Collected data
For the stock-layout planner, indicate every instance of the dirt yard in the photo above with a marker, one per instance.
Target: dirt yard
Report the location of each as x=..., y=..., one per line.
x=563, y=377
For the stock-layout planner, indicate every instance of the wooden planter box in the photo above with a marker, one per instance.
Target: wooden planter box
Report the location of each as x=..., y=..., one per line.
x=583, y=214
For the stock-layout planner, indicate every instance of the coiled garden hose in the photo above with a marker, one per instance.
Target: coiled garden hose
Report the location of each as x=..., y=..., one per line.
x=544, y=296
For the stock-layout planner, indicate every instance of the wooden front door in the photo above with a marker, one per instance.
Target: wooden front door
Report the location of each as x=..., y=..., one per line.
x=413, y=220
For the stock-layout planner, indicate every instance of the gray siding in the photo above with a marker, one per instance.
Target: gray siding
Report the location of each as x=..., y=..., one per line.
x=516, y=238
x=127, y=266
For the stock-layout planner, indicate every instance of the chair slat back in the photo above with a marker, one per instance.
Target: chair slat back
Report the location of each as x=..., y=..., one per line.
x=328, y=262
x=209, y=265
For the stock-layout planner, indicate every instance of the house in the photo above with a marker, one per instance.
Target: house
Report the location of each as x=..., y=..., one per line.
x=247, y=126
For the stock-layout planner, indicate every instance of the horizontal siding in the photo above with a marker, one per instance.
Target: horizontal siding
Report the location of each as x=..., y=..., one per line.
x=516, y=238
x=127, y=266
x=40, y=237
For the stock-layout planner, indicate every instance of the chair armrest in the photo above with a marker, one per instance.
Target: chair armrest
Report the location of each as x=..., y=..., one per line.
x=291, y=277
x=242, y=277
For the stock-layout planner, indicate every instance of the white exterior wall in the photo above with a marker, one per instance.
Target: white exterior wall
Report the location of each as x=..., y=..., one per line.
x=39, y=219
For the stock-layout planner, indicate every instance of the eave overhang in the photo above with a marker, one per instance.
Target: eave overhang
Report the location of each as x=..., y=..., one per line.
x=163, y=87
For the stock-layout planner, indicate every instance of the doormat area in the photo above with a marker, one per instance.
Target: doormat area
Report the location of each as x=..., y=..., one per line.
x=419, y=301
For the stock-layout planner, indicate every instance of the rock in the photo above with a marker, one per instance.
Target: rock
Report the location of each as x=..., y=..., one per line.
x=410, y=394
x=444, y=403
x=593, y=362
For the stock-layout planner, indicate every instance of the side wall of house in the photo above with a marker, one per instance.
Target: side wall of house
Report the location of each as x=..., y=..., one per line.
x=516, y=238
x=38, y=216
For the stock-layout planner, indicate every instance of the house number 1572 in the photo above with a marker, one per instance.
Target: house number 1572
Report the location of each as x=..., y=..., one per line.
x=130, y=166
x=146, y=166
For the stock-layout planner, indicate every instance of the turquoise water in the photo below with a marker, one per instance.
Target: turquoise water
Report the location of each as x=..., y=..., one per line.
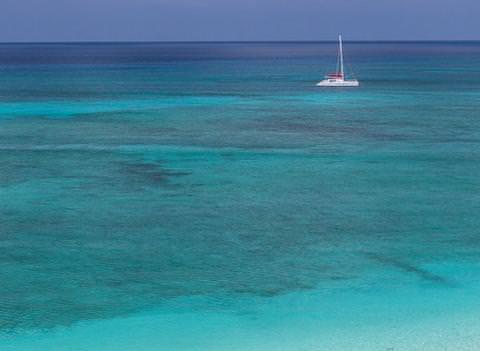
x=210, y=197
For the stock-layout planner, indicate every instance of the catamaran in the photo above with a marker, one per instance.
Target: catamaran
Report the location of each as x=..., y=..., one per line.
x=337, y=79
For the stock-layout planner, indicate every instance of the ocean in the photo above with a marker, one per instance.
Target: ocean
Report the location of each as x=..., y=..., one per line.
x=208, y=197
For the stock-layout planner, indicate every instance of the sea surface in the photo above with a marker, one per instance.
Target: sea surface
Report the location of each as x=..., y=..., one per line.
x=208, y=197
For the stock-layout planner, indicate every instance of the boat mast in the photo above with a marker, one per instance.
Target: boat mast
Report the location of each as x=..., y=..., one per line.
x=341, y=54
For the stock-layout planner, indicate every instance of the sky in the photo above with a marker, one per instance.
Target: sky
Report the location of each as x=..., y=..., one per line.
x=224, y=20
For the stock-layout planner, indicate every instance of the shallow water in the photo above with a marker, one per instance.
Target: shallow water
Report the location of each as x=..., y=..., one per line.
x=158, y=186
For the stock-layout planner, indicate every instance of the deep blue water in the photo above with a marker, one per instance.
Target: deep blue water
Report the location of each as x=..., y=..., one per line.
x=141, y=177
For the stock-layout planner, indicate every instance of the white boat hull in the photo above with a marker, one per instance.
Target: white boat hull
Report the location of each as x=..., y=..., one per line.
x=338, y=83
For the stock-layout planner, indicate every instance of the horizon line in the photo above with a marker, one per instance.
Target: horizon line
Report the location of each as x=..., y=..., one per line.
x=240, y=41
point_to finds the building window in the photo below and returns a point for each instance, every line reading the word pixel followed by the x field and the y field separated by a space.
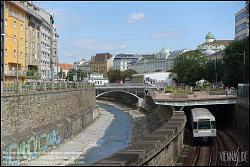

WHAT THE TASK REQUIRES: An exact copy of the entries, minus the pictures, is what to return.

ANSWER SECTION:
For the stock-layout planner, indicate every instance of the dirt yard in the photo above with a marker, one per instance.
Target: dirt yard
Report the location of each as x=..., y=..., one per line.
x=563, y=377
For the stock-layout planner, indicate every instance of the wooden planter box in the photo above with a marker, one per instance.
Target: wooden planter box
Report the location of each as x=..., y=..., one per line.
x=583, y=214
For the stock-layout planner, indicate every instance of the coiled garden hose in the photo above with a marker, one per instance.
Target: coiled garden hose
Report the location of each as x=..., y=..., one per line.
x=544, y=296
For the stock-layout planner, indicate every instance of the wooden front door in the photo above with a marker, one per instance.
Target: wooden front door
Report the location of each as x=..., y=..., one per line.
x=413, y=220
For the stock-layout planner, indicate every instance of the gray siding in the photo above with a marker, one per instance.
Target: gray siding
Report the location of each as x=..., y=..., one per line.
x=516, y=238
x=127, y=266
For the stock-layout planner, indicate every instance of the chair slat back in the photo above with a marker, one per instance.
Target: chair slat back
Report the location of each as x=..., y=..., one per line.
x=328, y=262
x=209, y=265
For the stock-layout planner, indicate every instance of the house in the photo above with a marker, one per instance.
Target: house
Report the location of each as x=..., y=..., one per line.
x=247, y=126
For the stock-layout planner, indicate every instance of the horizontal siding in the photo above with a marker, one per instance.
Target: horizontal siding
Report the location of each as x=..., y=..., one per line.
x=516, y=238
x=127, y=266
x=40, y=237
For the stock-layout planner, indicate every instance of the chair armrest in the photo above with a marker, one per instance.
Target: chair armrest
Report the location of each as x=..., y=..., one per line.
x=291, y=277
x=242, y=277
For the stock-layout planner, indicate every instance of the white exterior wall in the photo above with a marker, one per instance.
Target: white exterior wall
Report the location of each as x=..., y=..., one per line.
x=39, y=219
For the stock-layout planner, indicate every instance of the eave overhang in the photo above with a marker, one per instance.
Target: eave overhang
Report the location of each as x=..., y=..., one per line.
x=163, y=87
For the stock-layout planner, indicate every instance of the doormat area in the photo above with a marker, one per instance.
Target: doormat area
Report the location of each as x=..., y=..., one per line.
x=419, y=301
For the stock-layout planner, indicate every instance of the rock in the photo above with a marker, one per instance.
Target: rock
Report the location of each as x=..., y=..., one per line.
x=410, y=394
x=444, y=403
x=593, y=362
For the stock-layout planner, indicate every instance of the side wall of house in the photo above with a marker, one per instance.
Target: side wall of house
Report the location of each as x=..., y=..., one per line.
x=516, y=238
x=38, y=216
For the stock-layout planner, indicate every instance of the house number 1572 in the photo above with a marker, one per instance.
Target: house number 1572
Report the location of each as x=..., y=..., one per line.
x=130, y=166
x=146, y=166
For the stock-layout planner, indicate every instance of the turquoise water in the photo below with a marker, one per instance.
Target: turquoise water
Report the location of each as x=..., y=..., one per line.
x=210, y=197
For the stock-layout planner, indicate every instance of the catamaran in the photo above with a marker, one per instance.
Target: catamaran
Report the location of each as x=..., y=..., one per line.
x=337, y=79
For the stock-layout planner, indicate every instance of the ocean in the photo above with a marker, one per instance.
Target: ocean
Report the location of each as x=..., y=..., one per line.
x=208, y=197
For the stock-layout planner, indicate every instance of the sea surface in the photo above with a marker, one per instance.
Target: sea surface
Report the location of each as x=..., y=..., one per line.
x=208, y=197
For the stock-layout planner, indicate every instance of the boat mast in the photo above with a marker, one per instance.
Target: boat mast
Report the location of each as x=..., y=..., one per line.
x=341, y=54
For the stock-layout planner, indicate every instance of the sky in the photo above with a marker, one per instance.
Target: sky
Report the location of each as x=..., y=..., one per line.
x=224, y=20
For the stock-layout planner, indicate every instance of the shallow water in the photo above with a marker, one per instance.
Target: shallow water
Report the location of each as x=..., y=..., one per line.
x=158, y=186
For the stock-layout planner, indicate every instance of the deep blue water in the photo above with a marker, one per instance.
Target: deep blue water
Report the location of each as x=..., y=..., one per line.
x=141, y=177
For the stock-layout planner, indicate every instance of the white boat hull in the photo above with a marker, one per instance.
Target: white boat hull
Report the location of each as x=..., y=..., one per line.
x=338, y=83
For the stock-layout planner, indicate every instance of the horizon line in the photo above with a marker, one per instance.
Target: horizon line
Report the location of each as x=..., y=..., one per line.
x=240, y=41
point_to finds the building window in the photo below and returns a point for each instance, every line reading the word pixel followed by the x field and the y field separated by a space.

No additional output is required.